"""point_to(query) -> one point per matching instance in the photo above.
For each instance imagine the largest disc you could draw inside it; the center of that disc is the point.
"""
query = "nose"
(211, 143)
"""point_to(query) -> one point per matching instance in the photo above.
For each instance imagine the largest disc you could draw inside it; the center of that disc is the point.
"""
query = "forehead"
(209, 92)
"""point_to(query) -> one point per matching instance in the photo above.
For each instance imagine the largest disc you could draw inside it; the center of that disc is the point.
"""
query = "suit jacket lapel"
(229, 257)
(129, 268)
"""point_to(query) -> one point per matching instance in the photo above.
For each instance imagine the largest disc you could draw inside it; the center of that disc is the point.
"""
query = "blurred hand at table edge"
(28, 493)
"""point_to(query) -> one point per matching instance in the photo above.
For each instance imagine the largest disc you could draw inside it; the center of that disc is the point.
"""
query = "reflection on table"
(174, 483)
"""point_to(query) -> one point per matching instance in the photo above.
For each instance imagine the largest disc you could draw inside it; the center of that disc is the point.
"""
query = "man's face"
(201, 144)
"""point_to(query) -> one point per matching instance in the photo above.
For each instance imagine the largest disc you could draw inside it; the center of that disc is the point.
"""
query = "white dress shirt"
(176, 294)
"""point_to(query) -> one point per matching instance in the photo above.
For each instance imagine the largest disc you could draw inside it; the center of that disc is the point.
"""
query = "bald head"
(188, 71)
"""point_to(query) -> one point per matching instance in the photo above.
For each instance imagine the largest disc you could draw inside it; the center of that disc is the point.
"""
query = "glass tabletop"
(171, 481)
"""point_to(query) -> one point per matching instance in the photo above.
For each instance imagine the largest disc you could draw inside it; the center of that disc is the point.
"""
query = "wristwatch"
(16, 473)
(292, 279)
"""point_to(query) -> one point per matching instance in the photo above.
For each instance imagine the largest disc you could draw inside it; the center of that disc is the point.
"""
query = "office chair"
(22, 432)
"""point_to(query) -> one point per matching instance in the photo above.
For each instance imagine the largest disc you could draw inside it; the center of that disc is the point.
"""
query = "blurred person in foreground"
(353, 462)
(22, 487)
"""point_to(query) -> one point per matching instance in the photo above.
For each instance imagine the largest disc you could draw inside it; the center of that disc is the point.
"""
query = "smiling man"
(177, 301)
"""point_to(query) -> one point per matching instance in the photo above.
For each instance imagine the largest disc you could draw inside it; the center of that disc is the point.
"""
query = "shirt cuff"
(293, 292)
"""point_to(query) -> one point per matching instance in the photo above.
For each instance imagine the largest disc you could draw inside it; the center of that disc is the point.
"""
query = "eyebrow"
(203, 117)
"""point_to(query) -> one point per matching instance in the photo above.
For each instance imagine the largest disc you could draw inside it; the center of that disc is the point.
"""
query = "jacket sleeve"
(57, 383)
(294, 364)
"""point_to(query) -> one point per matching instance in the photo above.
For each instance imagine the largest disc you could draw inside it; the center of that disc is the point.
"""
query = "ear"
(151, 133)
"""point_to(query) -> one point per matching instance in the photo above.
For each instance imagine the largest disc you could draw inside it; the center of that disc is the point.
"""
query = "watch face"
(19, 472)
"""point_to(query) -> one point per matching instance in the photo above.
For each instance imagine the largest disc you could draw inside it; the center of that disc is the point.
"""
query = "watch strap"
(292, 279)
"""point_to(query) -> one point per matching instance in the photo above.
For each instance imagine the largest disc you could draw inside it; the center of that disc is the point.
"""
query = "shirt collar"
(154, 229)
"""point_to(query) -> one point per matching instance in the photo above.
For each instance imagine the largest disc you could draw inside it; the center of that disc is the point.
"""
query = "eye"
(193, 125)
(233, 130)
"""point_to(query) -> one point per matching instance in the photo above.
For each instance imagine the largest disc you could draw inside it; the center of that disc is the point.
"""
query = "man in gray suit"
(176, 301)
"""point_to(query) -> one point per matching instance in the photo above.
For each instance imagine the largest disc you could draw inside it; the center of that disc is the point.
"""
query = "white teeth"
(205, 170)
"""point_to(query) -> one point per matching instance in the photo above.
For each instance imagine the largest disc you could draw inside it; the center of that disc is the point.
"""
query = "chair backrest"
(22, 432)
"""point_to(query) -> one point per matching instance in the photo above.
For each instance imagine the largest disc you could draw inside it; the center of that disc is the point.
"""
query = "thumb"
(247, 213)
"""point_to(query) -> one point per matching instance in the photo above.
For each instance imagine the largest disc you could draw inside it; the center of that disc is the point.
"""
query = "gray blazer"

--- --- ---

Aim of the exercise. Give back each line of the material above exactly as it appears.

Response box.
"""point_to(query) -> one point per matching instance in the photo above.
For each instance imagine the largest disc you could draw inside it; the center of that disc is the point.
"""
query = "nose"
(211, 143)
"""point_to(query) -> one point per matching instance in the photo above.
For each instance imagine the largest disc you could draw inside it; the center of that disc is the point.
"""
query = "forehead"
(209, 92)
"""point_to(query) -> one point per matching instance in the photo above.
For each instance imagine the largest disc you could draw inside it; the center of that disc is the point.
"""
query = "suit jacket lapel"
(229, 257)
(129, 268)
"""point_to(query) -> one point per matching instance in the photo above.
For each instance imagine the largest disc you could draw inside it; the center of that disc is the point.
"""
query = "blurred hand at table edge"
(28, 493)
"""point_to(query) -> one point per matching instance in the photo above.
For each instance imagine the largest disc you could draw inside it; the center of that disc is the point.
"""
query = "reflection on table"
(174, 483)
"""point_to(query) -> one point per matching instance in the photo above.
For each instance imagine the largest disc you could draw inside it; the center of that disc is the point.
"""
query = "man's face"
(201, 144)
"""point_to(query) -> one point per matching instance in the photo above.
For each instance imagine the largest disc you could draw inside it; the center of that disc is the point.
"""
query = "white dress shirt"
(176, 294)
"""point_to(query) -> one point per matching instance in the photo above.
For each instance imagine the largest disc you could draw inside it; the center of that disc is the point.
"""
query = "bald head"
(188, 71)
"""point_to(query) -> one point per matching instance in the photo above.
For each instance imagine the largest disc you could draw inside it; the center of that disc is the point.
"""
query = "glass tabletop"
(171, 481)
"""point_to(query) -> one point per matching instance in the photo above.
For each instance imagine the largest disc you could draw inside it; the center of that disc is the point.
"""
query = "wristwatch"
(16, 473)
(292, 279)
"""point_to(query) -> one point per matching instance in the photo above.
For each instance imagine the largest disc you could draw inside it; the center of that disc is the point.
"""
query = "office chair"
(22, 432)
"""point_to(query) -> one point per matching instance in the photo above.
For each instance imagine the largest disc you could draw inside it; the center of that disc is the point.
"""
query = "blurred person in foreground"
(353, 462)
(22, 487)
"""point_to(query) -> one point per matching instance in the photo above.
For each instance imagine the largest disc you could draw inside it; the center of that disc is the point.
"""
query = "smiling man"
(177, 301)
"""point_to(query) -> one point per matching instance in the photo above.
For each instance imagine the largest disc you could draw inside it; the center of that disc is the point.
"""
query = "shirt cuff"
(293, 292)
"""point_to(query) -> one point per matching instance in the photo above.
For each instance imagine the largest disc you could draw inside it; the center of that disc is the point.
"""
query = "eyebrow"
(203, 117)
"""point_to(query) -> one point per matching instance in the photo above.
For each instance imagine the largest disc you could draw inside it; the center of that disc is the point.
"""
query = "jacket sleeve"
(57, 383)
(294, 364)
"""point_to(query) -> one point per matching instance in the photo above.
For each instance imagine the largest disc you could draw inside it; the center of that disc is the point.
"""
query = "ear"
(151, 133)
"""point_to(query) -> one point per matching instance in the photo above.
For each instance imagine the largest disc you could draw inside it; the center of that disc is the point.
"""
query = "watch face"
(19, 472)
"""point_to(query) -> one point per matching instance in the photo above.
For each instance imagine the largest disc you could draw inside it; the center of that disc is the point.
"""
query = "watch strap"
(292, 279)
"""point_to(query) -> one point per matching instance in the photo above.
For each instance imagine the largest disc you could draw inside it; the center of that disc is the point.
"""
query = "shirt collar"
(154, 229)
"""point_to(query) -> one point per matching instance in the photo above.
For each instance imagine the largest disc you could draw inside it; the center of that disc is the point.
"""
query = "eye"
(193, 125)
(233, 130)
"""point_to(query) -> one point per matching instance in the photo above.
For each instance imagine the largest disc you could draw inside it; the center of that disc is the point.
"""
query = "man in gray suit"
(176, 301)
"""point_to(query) -> one point per matching instance in the photo above.
For each instance imagine the largest disc you could draw inside it; the center of that disc is the point.
"""
query = "white teeth"
(205, 170)
"""point_to(query) -> one point per matching instance in the photo above.
For each instance imagine the largest disc you could draw inside it; the center of that disc is the point.
"""
query = "chair backrest"
(22, 432)
"""point_to(query) -> one point per matching instance in the photo above.
For each instance imagine the largest disc you could draw inside it; the center of that disc is the point.
"""
query = "thumb"
(247, 213)
"""point_to(query) -> one point per matching instance in the photo above.
For each instance imagine the largest disc you could draw inside it; the center of that disc is the point.
"""
query = "gray blazer"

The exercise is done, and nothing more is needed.